STATED EXERCISE: Rewrite all the records below, substituting "enclosing rectangle" for every "bounding box" and keeping everything else the same, with the pictures left out.

(Annotated coordinate records)
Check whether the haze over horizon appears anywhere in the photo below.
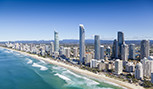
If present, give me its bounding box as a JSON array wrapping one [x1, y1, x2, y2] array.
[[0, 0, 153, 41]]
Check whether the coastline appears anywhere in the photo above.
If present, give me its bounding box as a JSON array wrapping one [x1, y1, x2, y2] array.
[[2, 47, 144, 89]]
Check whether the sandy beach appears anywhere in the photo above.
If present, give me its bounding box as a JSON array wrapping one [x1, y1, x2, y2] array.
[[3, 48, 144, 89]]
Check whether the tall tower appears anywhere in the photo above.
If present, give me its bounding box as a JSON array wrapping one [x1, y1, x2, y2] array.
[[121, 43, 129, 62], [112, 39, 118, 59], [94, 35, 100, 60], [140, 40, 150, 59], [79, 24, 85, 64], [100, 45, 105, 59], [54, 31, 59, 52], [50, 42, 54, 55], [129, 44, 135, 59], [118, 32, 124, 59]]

THE SOLUTION:
Check whether the haze over horizon appears anywhere in the photo below.
If present, give me its enclosing rectangle as a JSON array wrapping one [x1, y1, x2, y2] array.
[[0, 0, 153, 41]]
Check whether the coastline appears anywhere in the photo above.
If present, give me its enclosing rectangle as a JSON array wrapping one [x1, y1, x2, y2] array.
[[2, 47, 144, 89]]
Check whether the sandy beach appears anywhere in the photo above.
If present, give me its enclosing rectangle as a JSON array wrapping one [x1, y1, x2, y2] array.
[[3, 48, 144, 89]]
Check whether the tall tower appears anywhere in the photo above.
If present, give me its enclosing rectangle as a JSON array wrapping one [x1, y1, x2, y2] array.
[[121, 43, 129, 62], [112, 39, 118, 59], [94, 35, 100, 60], [140, 40, 150, 59], [79, 24, 85, 64], [100, 45, 105, 59], [54, 31, 59, 52], [50, 42, 54, 55], [129, 44, 135, 59], [118, 32, 124, 59]]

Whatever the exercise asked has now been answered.